• _Saved entries_:

━━━━━━━━━━━━━━━━━━━━

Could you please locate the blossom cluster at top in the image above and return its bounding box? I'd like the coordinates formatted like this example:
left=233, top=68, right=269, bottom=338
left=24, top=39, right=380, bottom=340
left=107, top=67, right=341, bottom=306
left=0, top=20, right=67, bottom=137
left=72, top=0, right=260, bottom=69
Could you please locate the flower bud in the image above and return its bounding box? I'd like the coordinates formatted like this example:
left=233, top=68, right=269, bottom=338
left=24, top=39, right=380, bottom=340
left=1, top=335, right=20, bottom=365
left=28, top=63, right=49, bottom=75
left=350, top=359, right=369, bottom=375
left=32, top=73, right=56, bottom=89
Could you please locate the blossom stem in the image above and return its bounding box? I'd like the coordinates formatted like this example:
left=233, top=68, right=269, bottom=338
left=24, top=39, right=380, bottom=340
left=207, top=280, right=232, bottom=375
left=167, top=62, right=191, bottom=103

━━━━━━━━━━━━━━━━━━━━

• _Work task_: An exact written copy of every entry is the required answer.

• _Solution_:
Could you please locate the blossom cluster at top in the image above and return its bounding box? I'd like the coordinates formatted like this example:
left=233, top=68, right=269, bottom=338
left=24, top=39, right=380, bottom=340
left=107, top=67, right=341, bottom=306
left=0, top=20, right=67, bottom=137
left=72, top=0, right=260, bottom=69
Could you please locate the flower bud in the image above and return its bounding box? I'd like the coordinates formatted like this example:
left=233, top=68, right=269, bottom=338
left=24, top=39, right=380, bottom=340
left=1, top=335, right=20, bottom=365
left=28, top=63, right=49, bottom=75
left=350, top=359, right=369, bottom=375
left=32, top=73, right=56, bottom=89
Could you please locate the blossom stem in the image above and return its bounding box? I'd like the coordinates formatted like this example:
left=233, top=68, right=269, bottom=338
left=24, top=39, right=380, bottom=340
left=207, top=280, right=232, bottom=375
left=167, top=62, right=191, bottom=103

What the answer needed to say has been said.